**Required actions**
(a) In the passage on road accidents, which group do the experts say is usually the one putting lives at risk by over-speeding or one wheeling?
(b) Continue the passage on road accidents from the point where it stops.

The report also highlighted that main reasons behind road accidents were overloading, poor road construction, ignorance of traffic rules, rash driving, untrained driver, one wheeling, use of cell phones and/or drugs during driving, traffic violations like signal crossing, wrong parking and wrong overtaking, etc besides the brake failures and damaged/expired tyres.
While suggesting the initiatives to cope with the situation, experts emphasised that major causes of accidents should not be ignored which are endangering millions of lives in the country. Experts said, "We need to act everyday to reduce loss of life at this rate. We need to have a solid and foolproof implementation of road safety plans which involves educating youth and teenagers about the importance of life as they are usually the ones putting not only theirs but others' lives at risk by over-speeding or doing one wheeling either just for fun, show-off or to meet deadlines."

**Data section**
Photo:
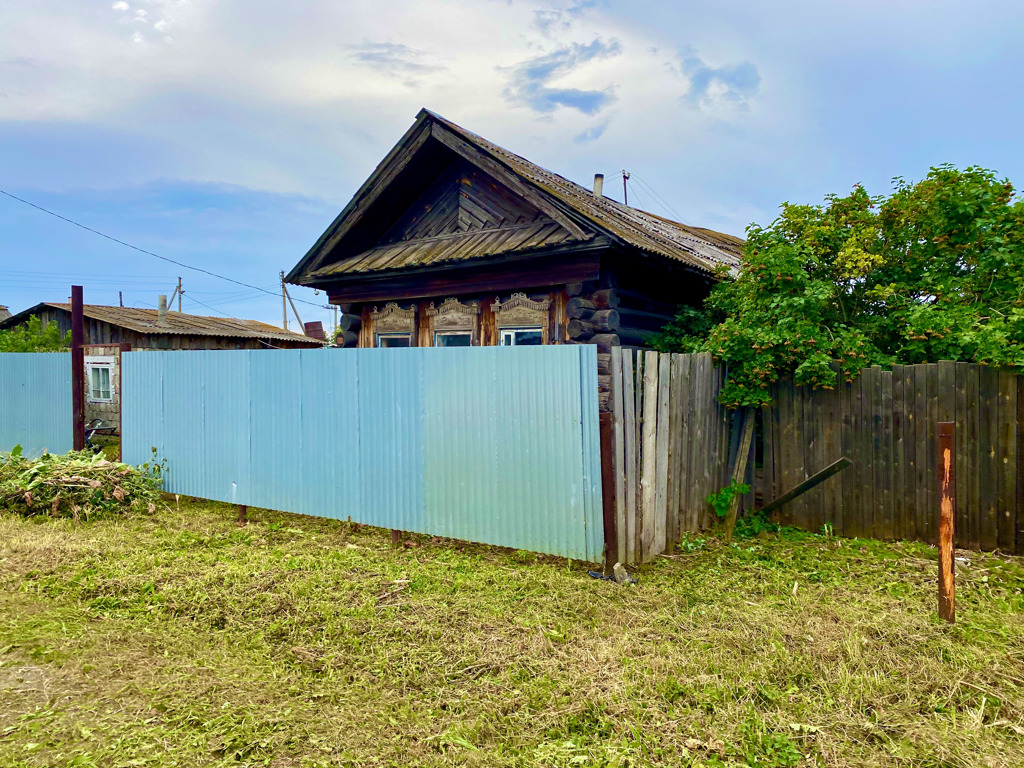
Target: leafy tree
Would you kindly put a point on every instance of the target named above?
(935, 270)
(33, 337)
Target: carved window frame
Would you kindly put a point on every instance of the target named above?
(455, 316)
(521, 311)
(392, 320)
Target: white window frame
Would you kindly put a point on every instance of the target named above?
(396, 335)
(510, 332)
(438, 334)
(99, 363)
---
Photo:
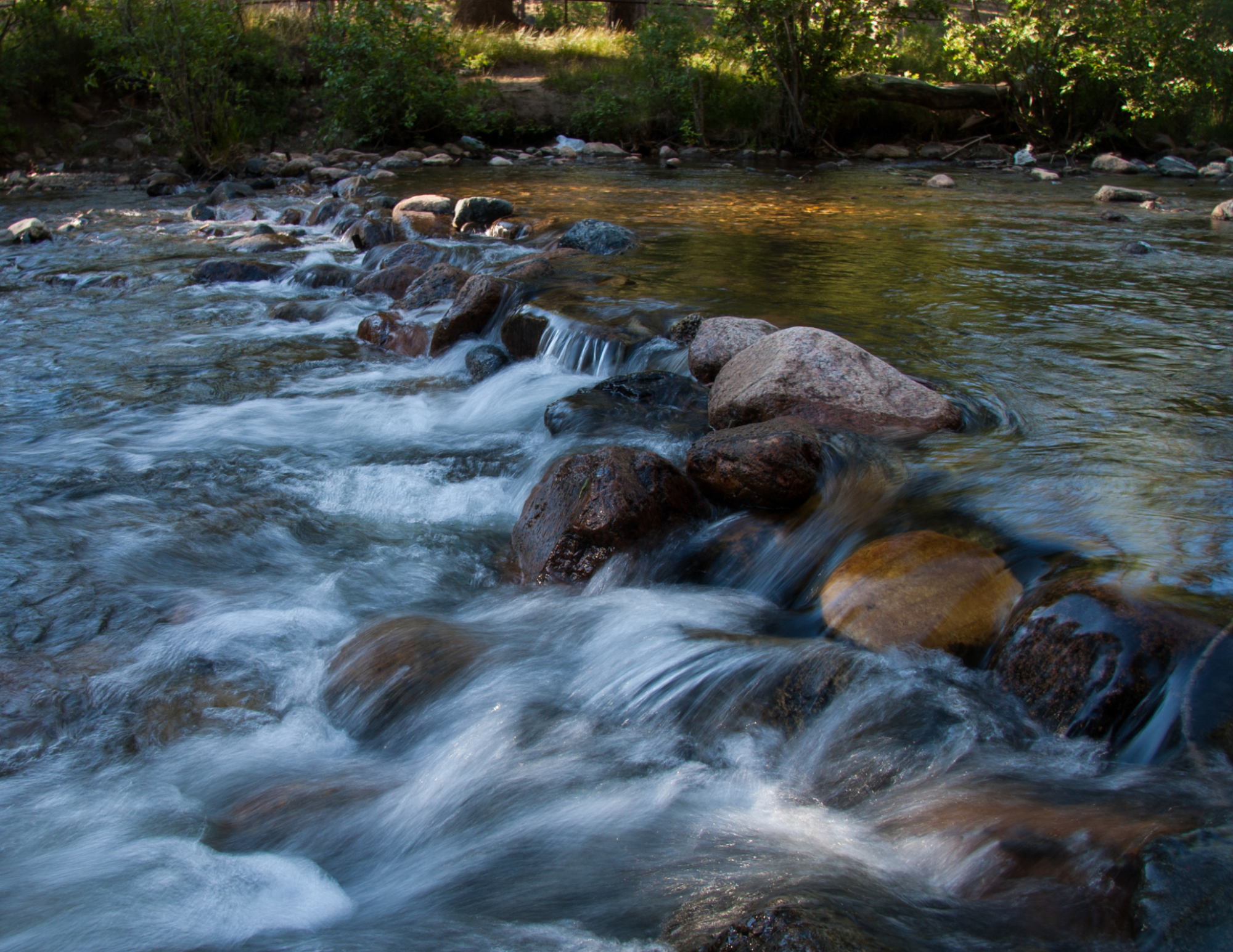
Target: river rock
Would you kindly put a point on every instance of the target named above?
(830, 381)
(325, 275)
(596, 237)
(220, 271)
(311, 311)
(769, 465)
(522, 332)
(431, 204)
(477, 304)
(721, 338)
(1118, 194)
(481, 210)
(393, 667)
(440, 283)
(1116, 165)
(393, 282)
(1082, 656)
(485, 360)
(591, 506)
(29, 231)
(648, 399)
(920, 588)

**Answers provided**
(a) Youth and teenagers.

(b)
They mentioned that it is very easy in Pakistan to drive a commercial vehicle either a bus or a heavily loaded truck leave alone a car without having a driving licence while many with the driving licences had it made illegally without even bothering to pass the pre-requisite examination. The authorities concerned should take notice of such practices and bring the system back to the right track to ensure the road safety as many of these drivers don't even have ability to read the traffic signs properly.
Additionally, there is no criteria to judge the physical fitness of a commercial vehicle or a car in Pakistan which is proliferating the rate of fatal accidents in the country along with it claiming more and more lives every year, they said. Fitness tests means money for the Inspectors or else how come over 30-year-old buses and trucks would be allowed to ply on our roads. No bus, truck or any other commercial vehicle produced before 1985 are allowed to operate.
Many drivers don't care about the condition of their vehicle's tyres and often keep on using them for longer periods and these tyres loose the road grip eventually causing accidents. A law should be passed that makes it compulsory for all vehicles to change their tyres when the tyre tread depth reaches 1/6 of the original tread depth as is the practice in the civilised countries. Moreover, those who do care and change the tyres in time are often end up purchasing used tyres or smuggled overage tyres or even winter tyres to operate their vehicles in the hot climate experienced here. Smuggled overage tyres are washed, re-stamped with latest dates, wrapped and sold openly in the market.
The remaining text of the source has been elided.